__Records__:
◆ ◆ ◆

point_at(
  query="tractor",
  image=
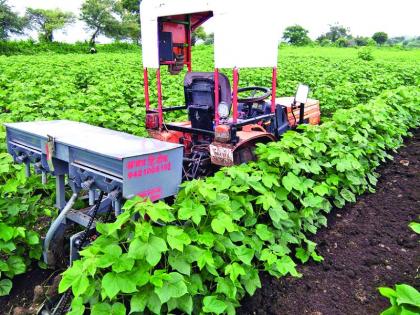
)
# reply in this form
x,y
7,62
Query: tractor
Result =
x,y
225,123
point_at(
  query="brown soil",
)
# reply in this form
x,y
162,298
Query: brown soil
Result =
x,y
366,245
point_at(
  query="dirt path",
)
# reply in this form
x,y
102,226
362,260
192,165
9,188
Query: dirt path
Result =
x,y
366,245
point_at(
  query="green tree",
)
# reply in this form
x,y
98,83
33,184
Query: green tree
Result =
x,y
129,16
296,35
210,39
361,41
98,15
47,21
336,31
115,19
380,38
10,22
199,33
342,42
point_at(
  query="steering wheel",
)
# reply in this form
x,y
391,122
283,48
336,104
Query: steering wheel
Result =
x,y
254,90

◆ ◆ ◆

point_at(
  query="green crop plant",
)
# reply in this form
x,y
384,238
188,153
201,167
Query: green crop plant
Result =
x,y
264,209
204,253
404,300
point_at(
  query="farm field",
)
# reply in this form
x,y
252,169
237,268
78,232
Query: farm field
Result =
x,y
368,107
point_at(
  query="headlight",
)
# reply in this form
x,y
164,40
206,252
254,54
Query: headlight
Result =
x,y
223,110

◆ ◆ ◆

Which lines of the rows above contain the word "crop"? Copy each of them.

__Output of the task__:
  query="green crop plant",
Query: green crop plant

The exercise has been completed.